Your goal: In each of the rows below, substitute "a single point for each instance" for "one point per instance" and write the rows out again with nothing else changed. Leave the pictures out of your answer.

Listed records:
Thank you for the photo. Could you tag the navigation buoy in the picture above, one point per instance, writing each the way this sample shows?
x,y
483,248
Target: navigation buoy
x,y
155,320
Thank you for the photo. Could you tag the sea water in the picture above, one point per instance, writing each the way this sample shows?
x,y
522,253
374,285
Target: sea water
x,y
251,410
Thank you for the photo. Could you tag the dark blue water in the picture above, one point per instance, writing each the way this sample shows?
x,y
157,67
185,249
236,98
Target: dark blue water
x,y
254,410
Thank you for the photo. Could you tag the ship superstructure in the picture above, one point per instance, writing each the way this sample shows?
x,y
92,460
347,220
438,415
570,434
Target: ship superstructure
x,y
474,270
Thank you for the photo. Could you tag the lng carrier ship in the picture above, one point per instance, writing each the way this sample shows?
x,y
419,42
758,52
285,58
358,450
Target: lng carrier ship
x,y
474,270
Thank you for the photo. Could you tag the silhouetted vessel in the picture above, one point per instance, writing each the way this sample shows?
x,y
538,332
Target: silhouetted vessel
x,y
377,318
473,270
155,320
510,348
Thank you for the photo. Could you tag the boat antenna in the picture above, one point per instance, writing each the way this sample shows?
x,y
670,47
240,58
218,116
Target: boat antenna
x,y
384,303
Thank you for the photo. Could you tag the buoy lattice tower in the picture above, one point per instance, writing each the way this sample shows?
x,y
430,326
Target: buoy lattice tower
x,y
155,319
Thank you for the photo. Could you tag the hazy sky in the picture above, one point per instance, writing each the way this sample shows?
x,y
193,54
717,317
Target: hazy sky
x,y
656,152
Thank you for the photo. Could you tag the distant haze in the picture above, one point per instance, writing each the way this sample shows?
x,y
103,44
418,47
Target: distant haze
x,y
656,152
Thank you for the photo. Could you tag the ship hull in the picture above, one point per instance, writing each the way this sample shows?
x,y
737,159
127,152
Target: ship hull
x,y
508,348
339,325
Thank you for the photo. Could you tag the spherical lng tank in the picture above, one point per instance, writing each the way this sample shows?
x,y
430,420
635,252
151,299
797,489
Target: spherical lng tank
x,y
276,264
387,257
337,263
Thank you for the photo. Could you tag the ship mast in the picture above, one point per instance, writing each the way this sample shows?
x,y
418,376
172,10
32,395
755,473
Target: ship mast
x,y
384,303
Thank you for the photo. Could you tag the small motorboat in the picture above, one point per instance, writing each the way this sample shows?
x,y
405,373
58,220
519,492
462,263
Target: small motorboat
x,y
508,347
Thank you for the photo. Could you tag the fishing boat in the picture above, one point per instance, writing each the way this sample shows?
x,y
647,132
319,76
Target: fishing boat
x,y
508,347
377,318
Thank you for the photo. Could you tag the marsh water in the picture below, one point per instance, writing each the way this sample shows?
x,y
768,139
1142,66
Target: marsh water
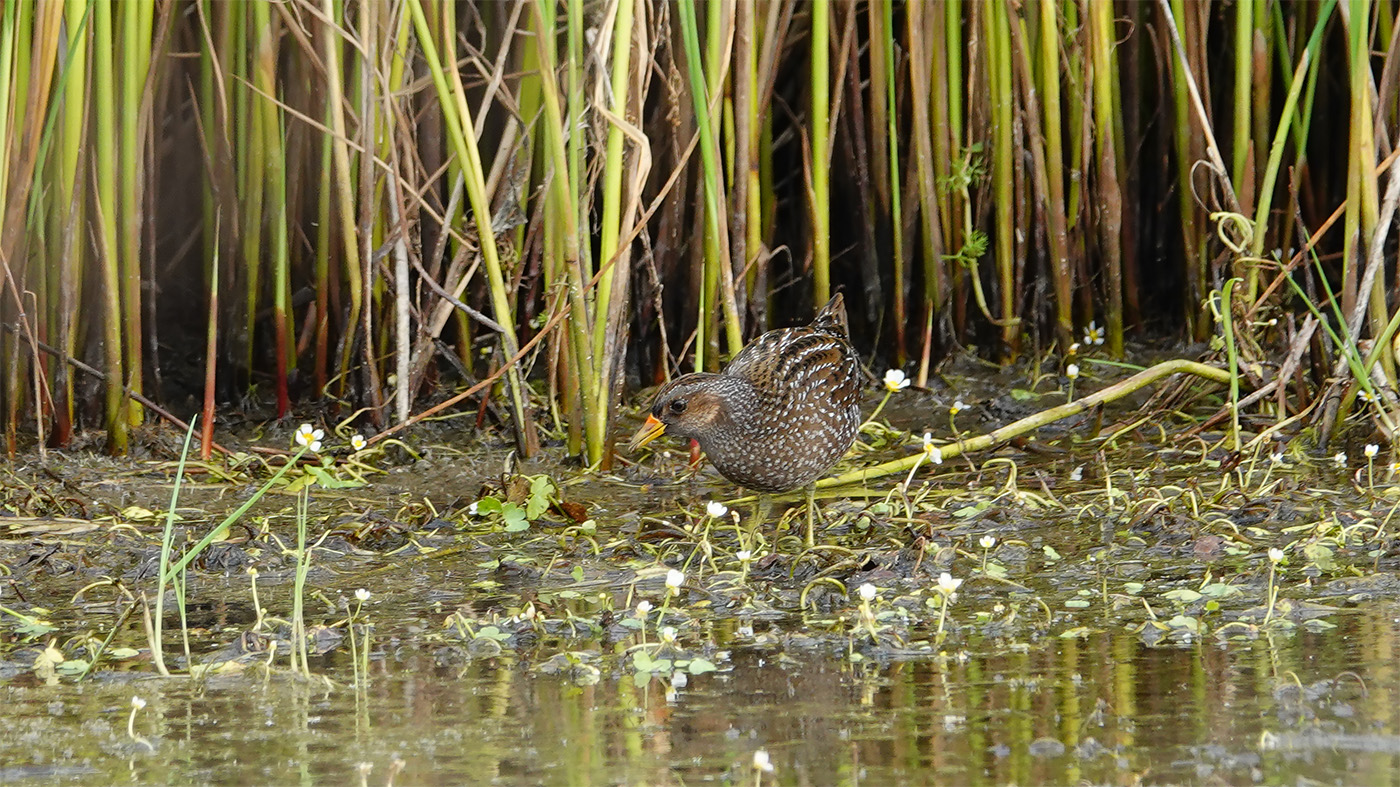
x,y
1126,623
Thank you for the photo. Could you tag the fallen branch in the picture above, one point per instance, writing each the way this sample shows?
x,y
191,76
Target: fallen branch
x,y
1035,422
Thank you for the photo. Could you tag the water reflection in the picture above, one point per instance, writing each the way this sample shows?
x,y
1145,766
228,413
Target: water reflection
x,y
1103,709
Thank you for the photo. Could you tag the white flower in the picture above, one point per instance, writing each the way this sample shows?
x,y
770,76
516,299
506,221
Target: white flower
x,y
674,580
895,381
935,454
308,436
762,762
947,584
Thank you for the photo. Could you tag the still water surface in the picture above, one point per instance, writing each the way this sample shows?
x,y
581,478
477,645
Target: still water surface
x,y
1105,709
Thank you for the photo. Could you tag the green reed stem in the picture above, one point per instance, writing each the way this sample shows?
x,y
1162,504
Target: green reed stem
x,y
458,119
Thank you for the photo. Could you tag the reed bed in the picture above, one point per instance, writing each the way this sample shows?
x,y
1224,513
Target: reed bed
x,y
548,203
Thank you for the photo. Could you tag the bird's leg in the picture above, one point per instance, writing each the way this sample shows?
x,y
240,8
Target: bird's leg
x,y
762,507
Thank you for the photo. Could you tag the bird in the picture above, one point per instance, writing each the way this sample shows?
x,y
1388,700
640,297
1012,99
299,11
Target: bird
x,y
779,416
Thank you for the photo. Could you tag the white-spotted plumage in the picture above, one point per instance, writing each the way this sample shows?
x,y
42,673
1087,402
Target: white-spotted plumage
x,y
784,411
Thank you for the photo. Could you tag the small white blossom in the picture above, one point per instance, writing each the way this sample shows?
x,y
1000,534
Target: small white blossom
x,y
935,454
895,381
762,762
947,584
308,436
674,580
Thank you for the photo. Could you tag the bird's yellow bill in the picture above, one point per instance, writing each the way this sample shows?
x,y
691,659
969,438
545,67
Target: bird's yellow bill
x,y
648,432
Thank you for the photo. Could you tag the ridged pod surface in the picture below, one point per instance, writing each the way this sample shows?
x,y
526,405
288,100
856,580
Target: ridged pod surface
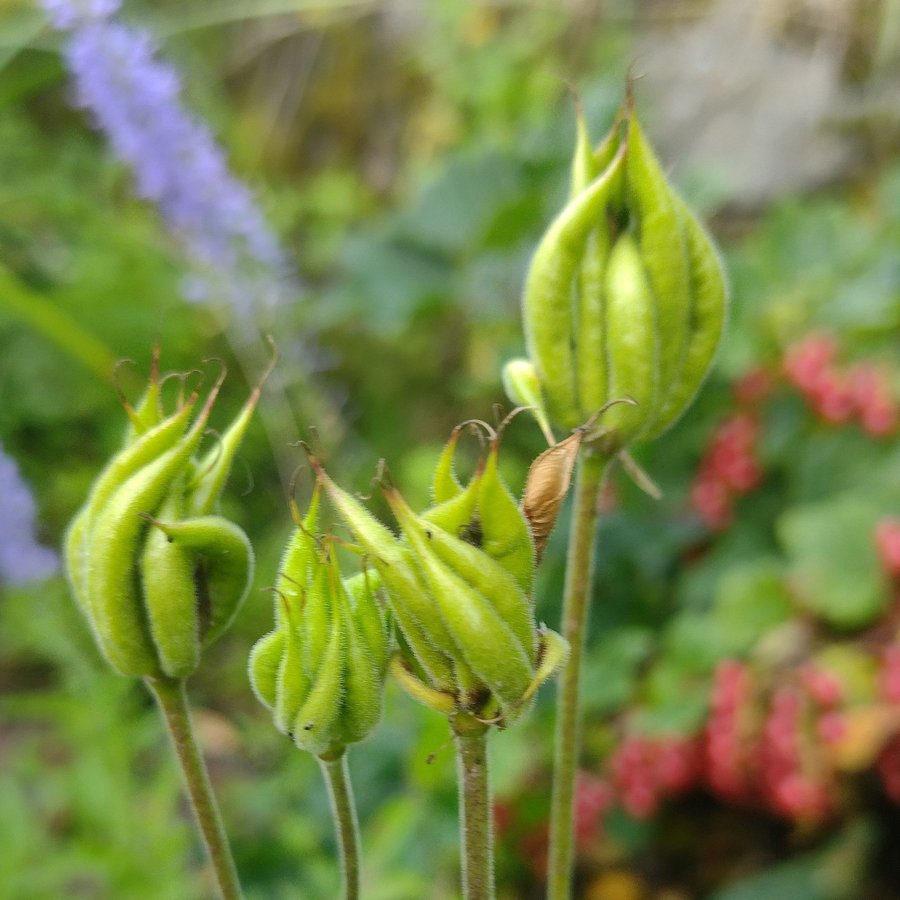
x,y
321,670
156,573
625,298
458,582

Full solution:
Thank you for the photo. Could you tag the navigation buoy in the picture above, a single point for each instance, writing each the way this sample shows?
x,y
483,248
Target: navigation buoy
x,y
155,320
Thank you for the photo. Could you tag the sea water in the picture above, a single point for each instance, writing each the way this sample shows?
x,y
522,253
374,285
Target: sea water
x,y
251,410
Thank you for the photo. Could you tag the dark blue water in the picture above, a single point for each instance, writing each the way this sample shows?
x,y
157,67
185,249
236,98
Target: dark blue water
x,y
254,410
Thank you for the photo. Could you tag the ship superstructure in the picture above, a single point for each instance, writing each the way this sample shows?
x,y
92,460
347,220
438,415
570,434
Target: ship superstructure
x,y
474,270
Thank you for the photo. Could you tag the lng carrier ship in the picture above, a single point for each instance, writing each the way this sample shows?
x,y
419,42
758,52
285,58
358,450
Target: lng carrier ship
x,y
474,270
Thank you for the photo. Could you tag the silhouetted vessel in the picture above, a single point for each instance, writing each the way this sample shows?
x,y
538,332
Target: silhouetted vessel
x,y
377,318
473,270
155,320
510,348
Thank you for the photo. Could you tag the boat antenna in the picture above, a single point for each instance, writing each the way this sample shows?
x,y
670,47
240,58
218,116
Target: boat antenna
x,y
384,303
Thank you for the photo. Could you tag the buoy lattice tower in the picture above, a single point for each instance, writing each the way this sample shows?
x,y
430,326
Target: buoy lattice tower
x,y
155,319
Thank you for the photo. Could you tag the hazy sky in the picture above, a single point for each instance, writing each the way this sample shows?
x,y
193,54
717,317
Target: hazy sky
x,y
656,152
Thank you for the photo. Could you tag the distant haze in the picture above, a single point for each instance, writing each the way this sample shows?
x,y
103,44
418,47
Target: distant haze
x,y
656,152
Thank you for the photo. Could you tag the ship hull in the picture above, a single point for each instance, writing each the way this sample shows?
x,y
737,159
127,152
Target: ship hull
x,y
508,348
339,325
Thank you for the photo. Could you tag the spherical lng tank in the picture above, a single point for each instance, writing each the way this sample shows?
x,y
430,420
635,252
151,299
797,489
Target: spherical lng tank
x,y
276,264
387,257
337,263
Thank you for the photo. Could you tag the ship mast in the picture above, a single point for each instance, writing each the way this sample shows?
x,y
418,376
172,10
32,395
755,473
Target: ship mast
x,y
384,303
Thank you for the photo. Could you tag the small motorboat in the picture above, a single point for each instance, writing each the way this sample shows?
x,y
405,373
58,220
519,492
462,263
Target: small motorboat
x,y
508,347
Thank you for the photo. Could you tag the fishing boat in the picture above, a single point for each instance, writing each the way this sample shows?
x,y
647,132
319,76
Target: fishing boat
x,y
508,347
377,318
Thank you for the photo. Could you tag the marsh water in the picture below, a single point for each instance, writing each the way this sample shows?
x,y
768,139
1142,66
Target: marsh water
x,y
1126,623
Thank you for the photo. Could you tag the fallen branch in the picture above, a single point for each instance, writing each the way this sample shows?
x,y
191,76
Target: fallen branch
x,y
1035,422
Thank you for the photo. Could you tag the water reflection in the picture above, a single point for each instance, writing each the way this sample shows?
x,y
1145,766
228,413
Target: water reflection
x,y
1103,709
Thank you for the photo. Could you tag the white flower in the picture above, a single point for each instance, writing each the way this sample shows?
x,y
770,76
516,299
506,221
Target: white flower
x,y
674,580
895,381
935,454
308,436
762,762
947,584
Thank you for the photo. Could you tag the still water surface in the picture above, a single point for each instance, writing each the way this sample shows?
x,y
581,478
477,645
Target: still water surface
x,y
1105,709
Thank you for the photo. Could you tag the green reed stem in the picture above, a single point for each instance, writing each the way this sample shows?
x,y
1162,504
Target: green reed stem
x,y
458,119
Thank you for the photo. Could you tag the reed bed in the picture above, a single point for each instance, writing each the way this sample shows?
x,y
1224,513
Target: reed bed
x,y
548,203
Thank you for the photo. Could you tag the bird's leg in the picture above, a single point for each instance, writing each the way this sample shows?
x,y
240,8
Target: bird's leg
x,y
762,507
Thank you for the photo. Could you tag the bird in the picture above, a single point for each instance, writing each the way this sample shows?
x,y
1388,700
640,297
1012,99
299,11
Target: bird
x,y
779,416
Thank you for the photo. Could you tag the white-spotted plumage in the picture above, a single point for each instance, writing each the way this sample shows?
x,y
42,673
1087,402
Target: white-spotted plumage
x,y
784,411
Thank you for the photo. Could you tag the small white blossom in the picture above, a single point for each instance, writing each the way this sample shows?
x,y
1000,534
Target: small white blossom
x,y
935,454
895,381
762,762
947,584
308,436
674,580
Thank you for the photo. Could you tag the bird's yellow bill in the picture above, a single point for each instance, writing each the way this sample shows?
x,y
691,659
969,438
545,67
Target: bird's yellow bill
x,y
648,432
Thank you for the photo. Could you tag the ridged pod surface in the picture below, a single point for each instance, writing each the way this sample shows?
x,y
526,405
288,100
856,580
Target: ridged pod surface
x,y
321,670
156,573
625,298
458,582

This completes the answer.